_PASSAGE_:

The Sikhote-Alin meteorite shower at 10:30 a.m. 12 February 1947 is the largest known such shower and among the best documented meteorite falls. Yet much of the material that continues to appear in articles and books is dated and in error. The most often quoted, and dated, sources include E. L. Krinov's book Giant Meteorites (1966) and V. F. Buchwald's Handbook of Iron Meteorites (1975).
Later in this update I will describe my September 1995 visit to this fascinating and meteorite-rich site. I was privileged to become the first foreigner ever to visit the Sikhote-Alin site, according to Valentin Tsvetkov, the world's leading authority on the S-A site and a member of the Russian Academy of Sciences Astronomical Society. I had met Tsvetkov in Moscow in 1992 on my way to take part in the third international Tunguska expedition. Since 1967 he has developed a number of methodologies that have provided significant new details about the meteorite fall.
The cosmic intruder on that clear cold morning streaked across the blue Siberian sky as a monster bolide that plunged into the atmosphere from NNE to SSW at an angle of about 45 degrees. Trailing a dark dust tail some 35 km long, at an altitude of about 4.5 km it broke up as a swarm of tiny fireballs that disappeared behind the foothills of the Sikhote-Alin mountain range about midway between Vladivostok and Khabarovsk. Eyewitnesses said the bolide was brighter than the Sun, and it was observed over an area 300 to 400 km in radius. They also reported that a few minutes after the fireball first appeared they heard thunderous roars like those from heavy-caliber guns echoing among the mountain ridges.
Korney Shvets, one eyewitness I interviewed in the village of Meteority, said "I saw blue flame sparkling in the sky because the meteorite was burning, and there were little fires trailing behind the main body. The windows of the bakery where I was working with my mother and brother trembled. A metal door of the oven flew open, and several hot charcoals fell out onto the floor. I was only 17 at the time, and I was scared because we thought it was an atomic bomb from the Americans. It was soon after the bomb fell on Hiroshima."
Unlike the Tunguska event, the S-A meteorite shower is well understood, including its orbital elements as most recently calculated by Tsvetkov. According to Tsvetkov, this makes the S-A meteorite fall the world's first example of orbit calculation by analysis of the dispersion zone of impacting fragments.
It took investigators 19 years to launch the first expedition to the Tunguska site in 1927. But only three days after the S-A strike, pilots spotted the fall site marked by a group of bright auburn patches in the snow-covered taiga. This revealed two important features of the fall--it was crater-forming, and it was multiple. Two months later a team of investigators led by the well-known astronomer V. G. Fesenkov hacked their way through the nearly impenetrable taiga to the crater field. They located 122 craters, the largest of which and first to be investigated was 28 meters in diameter and 6 meters deep. Additionally they counted 78 "pits." Four years later more than 20 tons of iron-nickel fragments were in the Soviet Academy of Sciences warehouse. Krinov, the leader of later expeditions in which Tsvetkov played a major role, concluded that the dispersion zone was 1 by 2 km with a major axis suggesting that the swarm had rained down from NNW to SSE. N. B. Divari disagreed, saying that his more than 180 eyewitness accounts of the smoke trail fixed the entry direction from NNE to SSW. Krinov said that the wind most likely blew the smoke trail off the bolide's true course. Tsvetkov's later work in 1975 was to prove Divari right, yet it is invariably Krinovj's dated writings that appear in the English language scientific press. The 1975 expedition also was to cause major areas of conflict between Krinov and Tsvetkov.

_RECORDS PROVIDED_:
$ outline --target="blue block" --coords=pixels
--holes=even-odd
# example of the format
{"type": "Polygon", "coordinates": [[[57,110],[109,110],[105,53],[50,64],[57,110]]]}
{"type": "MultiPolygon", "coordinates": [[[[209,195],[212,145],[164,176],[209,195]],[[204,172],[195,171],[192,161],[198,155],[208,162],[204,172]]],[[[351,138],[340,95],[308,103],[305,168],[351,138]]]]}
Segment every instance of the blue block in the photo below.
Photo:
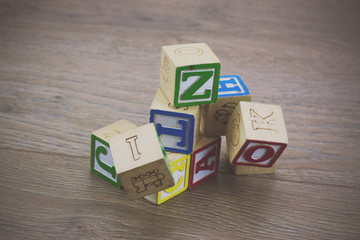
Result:
{"type": "Polygon", "coordinates": [[[220,76],[219,98],[244,95],[250,95],[250,91],[239,75],[220,76]]]}
{"type": "Polygon", "coordinates": [[[166,151],[189,154],[193,151],[195,118],[193,115],[151,109],[150,122],[166,151]]]}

_BRIEF_: Reproduce verbatim the portion of the account of the Sikhote-Alin meteorite shower from "The Sikhote-Alin meteorite" to "Iron Meteorites (1975).". Work solely from the account of the Sikhote-Alin meteorite shower.

_RESULT OF THE TASK_:
The Sikhote-Alin meteorite shower at 10:30 a.m. 12 February 1947 is the largest known such shower and among the best documented meteorite falls. Yet much of the material that continues to appear in articles and books is dated and in error. The most often quoted, and dated, sources include E. L. Krinov's book Giant Meteorites (1966) and V. F. Buchwald's Handbook of Iron Meteorites (1975).